** START Selection **

You are viewing a plain text version of this content. The canonical link for it is here.

Posted to user@spark.apache.org by "颜发才 (Yan Facai)" <ya...@gmail.com> on 2016/11/17 04:08:26 UTC

Best practice for preprocessing feature with DataFrame

Hi,
I have a sample, like:
+---+------+--------------------+
|age|gender|             city_id|
+---+------+--------------------+
|   |     1|1042015:city_2044...|
|90s|     2|1042015:city_2035...|
|80s|     2|1042015:city_2061...|
+---+------+--------------------+

and expectation is:
"age":  90s -> 90, 80s -> 80
"gender": 1 -> "male", 2 -> "female"

I have two solutions:
1. Handle each column separately,  and then join all by index.
    val age = input.select("age").map(...)
    val gender = input.select("gender").map(...)
    val result = ...

2. Write utf function for each column, and then use in together:
     val result = input.select(ageUDF($"age"), genderUDF($"gender"))

However, both are awkward,

Does anyone have a better work flow?
Write some custom Transforms and use pipeline?

Thanks.

Re: Best practice for preprocessing feature with DataFrame

Posted by "颜发才 (Yan Facai)" <ya...@gmail.com>.

Thanks, White.

On Thu, Nov 17, 2016 at 11:15 PM, Stuart White <st...@gmail.com>
wrote:

> Sorry.  Small typo.  That last part should be:
>
> val modifiedRows = rows
>   .select(
>     substring('age, 0, 2) as "age",
>     when('gender === 1, "male").otherwise(when('gender === 2,
> "female").otherwise("unknown")) as "gender"
>   )

** END Selection **

Direction
Extract the passage of the Spark mailing-list thread from "However, both are" up to and including "Thanks, White.", copying it word for word.

** START Extracted material **

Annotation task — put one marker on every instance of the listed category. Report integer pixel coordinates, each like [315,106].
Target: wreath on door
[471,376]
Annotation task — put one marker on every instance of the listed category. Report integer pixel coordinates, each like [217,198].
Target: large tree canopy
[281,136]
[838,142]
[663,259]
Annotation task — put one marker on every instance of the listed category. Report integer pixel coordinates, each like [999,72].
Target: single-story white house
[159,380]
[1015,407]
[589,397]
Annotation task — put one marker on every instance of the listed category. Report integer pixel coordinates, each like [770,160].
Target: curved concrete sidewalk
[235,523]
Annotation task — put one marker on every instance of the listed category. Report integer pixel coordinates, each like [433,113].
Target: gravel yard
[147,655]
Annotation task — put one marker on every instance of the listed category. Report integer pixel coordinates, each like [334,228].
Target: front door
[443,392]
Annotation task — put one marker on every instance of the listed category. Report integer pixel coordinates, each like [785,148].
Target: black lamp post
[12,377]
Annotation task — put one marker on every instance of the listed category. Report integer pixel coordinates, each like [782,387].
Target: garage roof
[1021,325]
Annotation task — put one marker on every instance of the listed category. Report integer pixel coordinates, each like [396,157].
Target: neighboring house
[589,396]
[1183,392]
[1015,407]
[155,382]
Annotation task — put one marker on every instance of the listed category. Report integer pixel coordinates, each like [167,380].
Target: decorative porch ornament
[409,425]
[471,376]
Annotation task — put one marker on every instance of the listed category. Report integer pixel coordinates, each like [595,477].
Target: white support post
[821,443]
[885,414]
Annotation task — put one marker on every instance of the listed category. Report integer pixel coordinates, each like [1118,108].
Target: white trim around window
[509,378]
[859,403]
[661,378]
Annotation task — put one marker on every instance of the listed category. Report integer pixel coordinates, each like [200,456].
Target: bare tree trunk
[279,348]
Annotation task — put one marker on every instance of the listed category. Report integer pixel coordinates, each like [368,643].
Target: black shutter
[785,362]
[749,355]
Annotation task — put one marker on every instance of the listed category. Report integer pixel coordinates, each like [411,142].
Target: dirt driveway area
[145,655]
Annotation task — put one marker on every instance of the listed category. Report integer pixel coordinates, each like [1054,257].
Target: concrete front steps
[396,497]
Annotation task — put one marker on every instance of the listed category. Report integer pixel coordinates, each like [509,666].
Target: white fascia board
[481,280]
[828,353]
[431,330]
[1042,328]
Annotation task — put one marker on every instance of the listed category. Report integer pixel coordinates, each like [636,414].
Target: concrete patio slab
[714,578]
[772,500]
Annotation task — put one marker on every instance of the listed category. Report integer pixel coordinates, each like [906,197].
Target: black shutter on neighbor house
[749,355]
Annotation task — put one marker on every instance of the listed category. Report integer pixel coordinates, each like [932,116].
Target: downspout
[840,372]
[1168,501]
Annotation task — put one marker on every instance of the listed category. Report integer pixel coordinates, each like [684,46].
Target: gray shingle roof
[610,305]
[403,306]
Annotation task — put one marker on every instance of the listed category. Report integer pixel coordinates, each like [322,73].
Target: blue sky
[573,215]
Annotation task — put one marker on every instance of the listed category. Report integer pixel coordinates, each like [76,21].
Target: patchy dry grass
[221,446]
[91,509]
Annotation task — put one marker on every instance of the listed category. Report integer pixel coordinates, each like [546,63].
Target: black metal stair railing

** END Extracted material **

Completed exercise
However, both are awkward,

Does anyone have a better work flow?
Write some custom Transforms and use pipeline?

Thanks.

Re: Best practice for preprocessing feature with DataFrame

Posted by "颜发才 (Yan Facai)" <ya...@gmail.com>.

Thanks, White.